▶ ENTRIES SHOWN
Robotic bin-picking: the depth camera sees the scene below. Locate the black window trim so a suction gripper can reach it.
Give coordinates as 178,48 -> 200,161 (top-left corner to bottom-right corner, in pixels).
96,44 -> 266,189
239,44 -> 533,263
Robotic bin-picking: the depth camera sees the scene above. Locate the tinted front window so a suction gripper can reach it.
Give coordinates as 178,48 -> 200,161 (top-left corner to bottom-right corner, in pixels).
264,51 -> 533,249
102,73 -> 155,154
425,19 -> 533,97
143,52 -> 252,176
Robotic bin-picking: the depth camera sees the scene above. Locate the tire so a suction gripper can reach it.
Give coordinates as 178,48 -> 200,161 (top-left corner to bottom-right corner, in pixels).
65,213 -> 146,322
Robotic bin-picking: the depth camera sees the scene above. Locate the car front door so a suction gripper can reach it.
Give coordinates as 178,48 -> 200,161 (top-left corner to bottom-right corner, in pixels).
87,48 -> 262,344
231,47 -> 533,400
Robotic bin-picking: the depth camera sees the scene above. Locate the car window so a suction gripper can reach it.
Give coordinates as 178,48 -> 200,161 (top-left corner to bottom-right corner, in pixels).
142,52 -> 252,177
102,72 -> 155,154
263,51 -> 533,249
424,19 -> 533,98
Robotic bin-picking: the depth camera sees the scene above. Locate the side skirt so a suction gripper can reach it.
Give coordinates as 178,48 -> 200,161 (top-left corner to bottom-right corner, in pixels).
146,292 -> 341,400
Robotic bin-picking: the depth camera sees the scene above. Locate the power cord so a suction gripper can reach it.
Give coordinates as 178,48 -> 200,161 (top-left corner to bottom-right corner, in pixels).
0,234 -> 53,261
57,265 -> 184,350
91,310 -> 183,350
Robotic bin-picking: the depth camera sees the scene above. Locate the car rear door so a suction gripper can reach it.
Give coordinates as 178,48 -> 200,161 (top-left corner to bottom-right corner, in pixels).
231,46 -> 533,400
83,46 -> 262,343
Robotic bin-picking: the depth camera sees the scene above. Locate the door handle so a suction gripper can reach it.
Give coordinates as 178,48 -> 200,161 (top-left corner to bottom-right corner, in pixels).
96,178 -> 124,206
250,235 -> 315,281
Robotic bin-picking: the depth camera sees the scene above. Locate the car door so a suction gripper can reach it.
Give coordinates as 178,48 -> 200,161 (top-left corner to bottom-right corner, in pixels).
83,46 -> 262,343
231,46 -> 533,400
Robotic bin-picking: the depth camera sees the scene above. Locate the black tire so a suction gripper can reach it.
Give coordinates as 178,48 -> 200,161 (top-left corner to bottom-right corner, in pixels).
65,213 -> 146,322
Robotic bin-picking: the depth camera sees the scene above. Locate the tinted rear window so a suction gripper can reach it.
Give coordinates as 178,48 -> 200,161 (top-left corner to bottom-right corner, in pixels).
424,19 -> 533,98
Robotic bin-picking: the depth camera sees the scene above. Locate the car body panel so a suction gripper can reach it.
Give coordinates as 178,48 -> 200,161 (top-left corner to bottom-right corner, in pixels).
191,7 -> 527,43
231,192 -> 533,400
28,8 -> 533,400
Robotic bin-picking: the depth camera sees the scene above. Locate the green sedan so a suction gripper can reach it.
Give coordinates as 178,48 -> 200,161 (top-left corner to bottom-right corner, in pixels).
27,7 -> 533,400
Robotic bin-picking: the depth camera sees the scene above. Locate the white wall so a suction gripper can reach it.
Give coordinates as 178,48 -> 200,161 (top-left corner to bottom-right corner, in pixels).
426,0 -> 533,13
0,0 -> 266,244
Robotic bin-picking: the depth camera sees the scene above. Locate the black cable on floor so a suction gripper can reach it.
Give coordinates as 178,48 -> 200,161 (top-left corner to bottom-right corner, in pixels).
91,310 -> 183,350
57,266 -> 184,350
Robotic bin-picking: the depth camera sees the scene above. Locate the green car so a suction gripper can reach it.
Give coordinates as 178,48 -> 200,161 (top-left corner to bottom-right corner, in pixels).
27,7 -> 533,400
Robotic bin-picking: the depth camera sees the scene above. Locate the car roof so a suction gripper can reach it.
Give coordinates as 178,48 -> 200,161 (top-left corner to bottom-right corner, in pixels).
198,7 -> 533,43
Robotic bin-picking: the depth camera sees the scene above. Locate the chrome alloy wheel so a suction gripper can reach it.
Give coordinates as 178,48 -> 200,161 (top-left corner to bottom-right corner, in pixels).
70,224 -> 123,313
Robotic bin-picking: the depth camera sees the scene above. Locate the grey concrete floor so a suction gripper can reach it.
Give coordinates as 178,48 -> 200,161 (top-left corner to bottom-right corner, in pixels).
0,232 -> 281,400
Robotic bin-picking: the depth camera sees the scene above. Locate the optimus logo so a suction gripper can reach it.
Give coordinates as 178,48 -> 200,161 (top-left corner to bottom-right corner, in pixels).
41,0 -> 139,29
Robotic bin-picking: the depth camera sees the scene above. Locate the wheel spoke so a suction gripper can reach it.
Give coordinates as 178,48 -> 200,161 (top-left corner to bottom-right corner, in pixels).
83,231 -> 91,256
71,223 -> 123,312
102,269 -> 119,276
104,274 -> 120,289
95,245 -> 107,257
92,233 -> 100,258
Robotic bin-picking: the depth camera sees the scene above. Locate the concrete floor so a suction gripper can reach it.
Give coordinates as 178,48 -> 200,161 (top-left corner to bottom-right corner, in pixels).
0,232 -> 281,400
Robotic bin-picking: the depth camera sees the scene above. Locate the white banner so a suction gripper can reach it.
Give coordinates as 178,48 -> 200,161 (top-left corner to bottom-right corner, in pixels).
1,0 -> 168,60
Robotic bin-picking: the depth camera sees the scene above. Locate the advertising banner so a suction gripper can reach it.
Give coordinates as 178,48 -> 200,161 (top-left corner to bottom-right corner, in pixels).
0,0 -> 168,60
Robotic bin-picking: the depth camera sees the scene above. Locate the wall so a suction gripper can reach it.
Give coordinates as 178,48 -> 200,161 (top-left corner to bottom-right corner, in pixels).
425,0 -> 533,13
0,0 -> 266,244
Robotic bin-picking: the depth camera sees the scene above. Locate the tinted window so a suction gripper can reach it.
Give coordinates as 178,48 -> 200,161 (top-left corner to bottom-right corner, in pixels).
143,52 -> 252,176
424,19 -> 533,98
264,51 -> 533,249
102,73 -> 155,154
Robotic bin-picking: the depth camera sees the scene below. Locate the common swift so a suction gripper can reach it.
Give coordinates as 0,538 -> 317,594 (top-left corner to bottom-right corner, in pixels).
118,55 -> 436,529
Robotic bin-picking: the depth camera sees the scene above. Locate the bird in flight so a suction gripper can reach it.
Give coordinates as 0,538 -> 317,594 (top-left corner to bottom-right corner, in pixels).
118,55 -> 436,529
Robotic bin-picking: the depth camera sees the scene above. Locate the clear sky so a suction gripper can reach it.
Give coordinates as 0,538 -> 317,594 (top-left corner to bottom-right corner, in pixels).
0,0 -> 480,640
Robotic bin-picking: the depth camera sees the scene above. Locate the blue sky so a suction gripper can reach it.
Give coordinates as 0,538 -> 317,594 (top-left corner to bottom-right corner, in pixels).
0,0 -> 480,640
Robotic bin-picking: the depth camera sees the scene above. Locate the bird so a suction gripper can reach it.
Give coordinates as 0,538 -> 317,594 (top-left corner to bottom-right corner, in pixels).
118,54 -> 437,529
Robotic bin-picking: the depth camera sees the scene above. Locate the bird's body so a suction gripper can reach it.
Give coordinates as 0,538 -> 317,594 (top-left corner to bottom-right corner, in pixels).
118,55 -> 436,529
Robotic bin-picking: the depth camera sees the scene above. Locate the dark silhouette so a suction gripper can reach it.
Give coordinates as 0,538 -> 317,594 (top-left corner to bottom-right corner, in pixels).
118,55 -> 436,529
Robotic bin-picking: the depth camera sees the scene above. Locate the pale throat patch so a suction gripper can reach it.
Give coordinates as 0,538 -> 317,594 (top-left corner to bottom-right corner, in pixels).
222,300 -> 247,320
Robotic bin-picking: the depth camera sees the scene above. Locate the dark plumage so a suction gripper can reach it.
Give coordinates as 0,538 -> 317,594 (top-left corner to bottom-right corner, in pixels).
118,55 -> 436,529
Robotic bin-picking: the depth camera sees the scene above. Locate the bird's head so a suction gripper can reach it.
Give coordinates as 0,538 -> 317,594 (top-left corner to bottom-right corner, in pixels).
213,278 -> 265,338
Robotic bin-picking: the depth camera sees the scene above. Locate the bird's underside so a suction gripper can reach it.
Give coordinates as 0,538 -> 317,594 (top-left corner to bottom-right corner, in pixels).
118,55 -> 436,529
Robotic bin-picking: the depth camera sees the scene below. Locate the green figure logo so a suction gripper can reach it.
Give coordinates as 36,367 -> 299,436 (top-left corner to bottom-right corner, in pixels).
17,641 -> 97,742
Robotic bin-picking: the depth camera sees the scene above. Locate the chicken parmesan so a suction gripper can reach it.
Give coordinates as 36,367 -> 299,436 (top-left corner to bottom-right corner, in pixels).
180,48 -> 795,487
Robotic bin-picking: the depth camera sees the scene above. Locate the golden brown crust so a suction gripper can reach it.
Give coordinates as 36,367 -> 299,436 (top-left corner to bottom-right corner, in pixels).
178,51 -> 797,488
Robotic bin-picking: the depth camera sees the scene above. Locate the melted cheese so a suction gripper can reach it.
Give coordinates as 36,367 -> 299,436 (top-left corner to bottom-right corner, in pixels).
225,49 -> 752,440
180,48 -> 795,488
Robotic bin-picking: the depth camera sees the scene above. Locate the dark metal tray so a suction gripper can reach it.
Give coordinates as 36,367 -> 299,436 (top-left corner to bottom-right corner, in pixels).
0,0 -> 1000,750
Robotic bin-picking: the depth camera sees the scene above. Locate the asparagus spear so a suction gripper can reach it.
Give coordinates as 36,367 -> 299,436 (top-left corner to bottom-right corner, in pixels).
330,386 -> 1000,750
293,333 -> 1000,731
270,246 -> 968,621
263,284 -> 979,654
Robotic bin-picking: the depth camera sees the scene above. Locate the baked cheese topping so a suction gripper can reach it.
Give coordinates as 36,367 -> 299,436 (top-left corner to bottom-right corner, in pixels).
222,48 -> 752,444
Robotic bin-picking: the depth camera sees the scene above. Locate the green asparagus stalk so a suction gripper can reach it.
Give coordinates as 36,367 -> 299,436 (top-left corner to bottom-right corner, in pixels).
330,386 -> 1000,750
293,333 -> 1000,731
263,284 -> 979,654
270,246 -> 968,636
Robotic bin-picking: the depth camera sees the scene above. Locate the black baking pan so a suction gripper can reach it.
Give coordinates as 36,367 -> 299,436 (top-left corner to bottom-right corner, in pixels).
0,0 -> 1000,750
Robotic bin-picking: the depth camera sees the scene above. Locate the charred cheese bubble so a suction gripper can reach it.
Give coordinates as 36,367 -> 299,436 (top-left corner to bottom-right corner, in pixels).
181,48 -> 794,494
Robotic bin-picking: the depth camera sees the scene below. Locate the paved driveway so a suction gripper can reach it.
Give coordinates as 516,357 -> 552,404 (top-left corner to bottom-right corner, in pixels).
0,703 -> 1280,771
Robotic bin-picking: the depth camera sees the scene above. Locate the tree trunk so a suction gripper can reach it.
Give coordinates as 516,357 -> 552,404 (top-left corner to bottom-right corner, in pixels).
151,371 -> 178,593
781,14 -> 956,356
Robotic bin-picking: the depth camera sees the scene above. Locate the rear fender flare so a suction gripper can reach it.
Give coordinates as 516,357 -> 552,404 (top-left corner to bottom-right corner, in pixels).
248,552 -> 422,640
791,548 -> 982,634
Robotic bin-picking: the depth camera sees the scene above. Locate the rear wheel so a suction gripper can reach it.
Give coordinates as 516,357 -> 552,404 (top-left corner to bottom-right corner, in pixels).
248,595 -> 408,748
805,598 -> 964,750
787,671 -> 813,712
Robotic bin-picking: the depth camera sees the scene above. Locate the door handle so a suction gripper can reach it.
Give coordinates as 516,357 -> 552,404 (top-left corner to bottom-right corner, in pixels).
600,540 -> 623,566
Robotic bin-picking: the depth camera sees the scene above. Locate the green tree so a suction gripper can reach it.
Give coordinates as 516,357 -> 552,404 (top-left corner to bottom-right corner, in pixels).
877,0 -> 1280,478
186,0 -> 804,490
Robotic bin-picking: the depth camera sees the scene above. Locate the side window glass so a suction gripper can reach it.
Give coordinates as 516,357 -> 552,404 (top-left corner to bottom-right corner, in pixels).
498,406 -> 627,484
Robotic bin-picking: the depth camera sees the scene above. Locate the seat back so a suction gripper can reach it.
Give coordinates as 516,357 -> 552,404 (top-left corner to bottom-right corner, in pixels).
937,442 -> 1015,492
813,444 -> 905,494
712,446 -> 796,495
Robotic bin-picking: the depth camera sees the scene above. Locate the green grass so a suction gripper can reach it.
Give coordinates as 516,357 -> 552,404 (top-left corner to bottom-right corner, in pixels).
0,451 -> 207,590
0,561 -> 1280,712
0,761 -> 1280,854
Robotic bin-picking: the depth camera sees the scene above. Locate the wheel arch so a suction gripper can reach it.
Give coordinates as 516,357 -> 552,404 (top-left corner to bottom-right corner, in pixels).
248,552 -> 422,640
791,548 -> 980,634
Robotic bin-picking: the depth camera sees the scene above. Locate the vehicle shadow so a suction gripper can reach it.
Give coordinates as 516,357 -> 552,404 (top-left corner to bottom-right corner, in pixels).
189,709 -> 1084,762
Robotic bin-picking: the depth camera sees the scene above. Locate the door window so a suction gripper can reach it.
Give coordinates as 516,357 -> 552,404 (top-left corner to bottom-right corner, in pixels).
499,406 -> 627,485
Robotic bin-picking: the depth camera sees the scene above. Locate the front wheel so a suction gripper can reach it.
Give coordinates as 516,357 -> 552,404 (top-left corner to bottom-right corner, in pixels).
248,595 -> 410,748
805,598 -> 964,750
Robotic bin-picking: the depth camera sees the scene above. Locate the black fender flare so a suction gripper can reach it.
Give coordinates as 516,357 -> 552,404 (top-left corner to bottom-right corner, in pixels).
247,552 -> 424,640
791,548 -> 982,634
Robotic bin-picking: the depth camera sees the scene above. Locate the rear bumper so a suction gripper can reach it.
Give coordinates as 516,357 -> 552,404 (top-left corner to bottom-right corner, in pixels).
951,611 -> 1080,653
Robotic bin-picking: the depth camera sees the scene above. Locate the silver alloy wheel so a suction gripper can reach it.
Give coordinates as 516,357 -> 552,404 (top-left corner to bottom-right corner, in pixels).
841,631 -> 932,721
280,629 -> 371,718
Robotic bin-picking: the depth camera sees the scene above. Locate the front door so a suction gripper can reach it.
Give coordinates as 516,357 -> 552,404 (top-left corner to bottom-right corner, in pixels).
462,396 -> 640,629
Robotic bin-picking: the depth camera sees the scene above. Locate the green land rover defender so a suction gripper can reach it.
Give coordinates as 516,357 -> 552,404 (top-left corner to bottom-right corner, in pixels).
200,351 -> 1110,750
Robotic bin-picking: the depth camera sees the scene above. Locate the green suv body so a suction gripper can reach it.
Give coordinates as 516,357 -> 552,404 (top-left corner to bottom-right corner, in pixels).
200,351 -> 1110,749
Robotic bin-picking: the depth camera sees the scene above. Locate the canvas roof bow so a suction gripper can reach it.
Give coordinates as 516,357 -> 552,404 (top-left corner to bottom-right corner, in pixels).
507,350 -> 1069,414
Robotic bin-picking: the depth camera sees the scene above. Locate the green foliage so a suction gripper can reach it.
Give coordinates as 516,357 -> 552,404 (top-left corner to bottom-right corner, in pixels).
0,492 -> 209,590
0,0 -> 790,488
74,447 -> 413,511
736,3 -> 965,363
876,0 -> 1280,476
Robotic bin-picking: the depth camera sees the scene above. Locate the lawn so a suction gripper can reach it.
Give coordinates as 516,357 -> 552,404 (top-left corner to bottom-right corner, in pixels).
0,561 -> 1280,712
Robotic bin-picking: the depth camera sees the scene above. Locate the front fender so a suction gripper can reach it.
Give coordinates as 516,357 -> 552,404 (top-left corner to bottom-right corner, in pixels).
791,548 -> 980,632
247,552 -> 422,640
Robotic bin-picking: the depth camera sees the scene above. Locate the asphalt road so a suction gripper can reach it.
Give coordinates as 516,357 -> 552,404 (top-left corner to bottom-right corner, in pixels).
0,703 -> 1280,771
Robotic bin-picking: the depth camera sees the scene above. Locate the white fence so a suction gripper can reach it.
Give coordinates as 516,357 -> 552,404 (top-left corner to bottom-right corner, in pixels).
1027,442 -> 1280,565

▶ SET TASK
State how many lines of the material above contain the word "roof", giving only the number.

▶ EXERCISE ANSWER
2